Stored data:

+-------+

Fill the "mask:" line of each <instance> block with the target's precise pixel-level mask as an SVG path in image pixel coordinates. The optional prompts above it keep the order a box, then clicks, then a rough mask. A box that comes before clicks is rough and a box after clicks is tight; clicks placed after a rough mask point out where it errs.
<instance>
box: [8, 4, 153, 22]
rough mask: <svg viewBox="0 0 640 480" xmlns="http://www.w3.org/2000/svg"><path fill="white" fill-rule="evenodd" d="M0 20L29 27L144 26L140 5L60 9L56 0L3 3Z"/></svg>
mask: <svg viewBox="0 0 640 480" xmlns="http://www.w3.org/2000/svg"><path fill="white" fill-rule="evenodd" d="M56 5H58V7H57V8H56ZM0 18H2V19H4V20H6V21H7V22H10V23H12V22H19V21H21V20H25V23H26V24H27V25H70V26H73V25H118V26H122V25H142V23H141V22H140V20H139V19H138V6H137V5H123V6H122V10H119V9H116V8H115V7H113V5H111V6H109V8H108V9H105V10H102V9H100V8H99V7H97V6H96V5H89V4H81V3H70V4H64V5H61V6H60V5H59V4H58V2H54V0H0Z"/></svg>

+-------+

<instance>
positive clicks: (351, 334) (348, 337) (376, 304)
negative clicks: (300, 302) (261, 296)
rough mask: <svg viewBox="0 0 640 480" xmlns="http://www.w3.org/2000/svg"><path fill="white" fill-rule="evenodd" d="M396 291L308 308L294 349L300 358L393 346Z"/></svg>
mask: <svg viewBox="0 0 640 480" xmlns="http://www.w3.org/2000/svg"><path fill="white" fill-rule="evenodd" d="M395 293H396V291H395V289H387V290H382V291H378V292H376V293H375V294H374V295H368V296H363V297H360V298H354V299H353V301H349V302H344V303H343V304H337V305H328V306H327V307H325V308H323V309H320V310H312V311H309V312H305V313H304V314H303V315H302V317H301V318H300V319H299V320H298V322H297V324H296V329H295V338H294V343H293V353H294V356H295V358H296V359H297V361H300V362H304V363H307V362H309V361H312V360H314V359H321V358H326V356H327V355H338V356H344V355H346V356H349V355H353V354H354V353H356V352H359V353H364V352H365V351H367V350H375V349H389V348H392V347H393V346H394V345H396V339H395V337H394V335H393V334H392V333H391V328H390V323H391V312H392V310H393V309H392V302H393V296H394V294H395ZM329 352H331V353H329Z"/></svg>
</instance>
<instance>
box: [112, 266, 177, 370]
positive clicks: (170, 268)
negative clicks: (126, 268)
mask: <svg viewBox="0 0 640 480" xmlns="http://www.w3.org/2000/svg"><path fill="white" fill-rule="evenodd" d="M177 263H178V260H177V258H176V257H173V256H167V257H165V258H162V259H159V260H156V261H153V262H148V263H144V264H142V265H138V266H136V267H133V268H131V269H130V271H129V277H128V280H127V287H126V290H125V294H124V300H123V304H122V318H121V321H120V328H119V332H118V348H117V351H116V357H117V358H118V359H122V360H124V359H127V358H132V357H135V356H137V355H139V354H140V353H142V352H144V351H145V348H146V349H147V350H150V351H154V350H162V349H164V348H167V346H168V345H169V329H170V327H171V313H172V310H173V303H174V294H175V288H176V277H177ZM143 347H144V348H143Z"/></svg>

+-------+

▸ TASK
How many lines of the material above contain the string "negative"? Case matters; give only the number.

▸ TASK ANSWER
2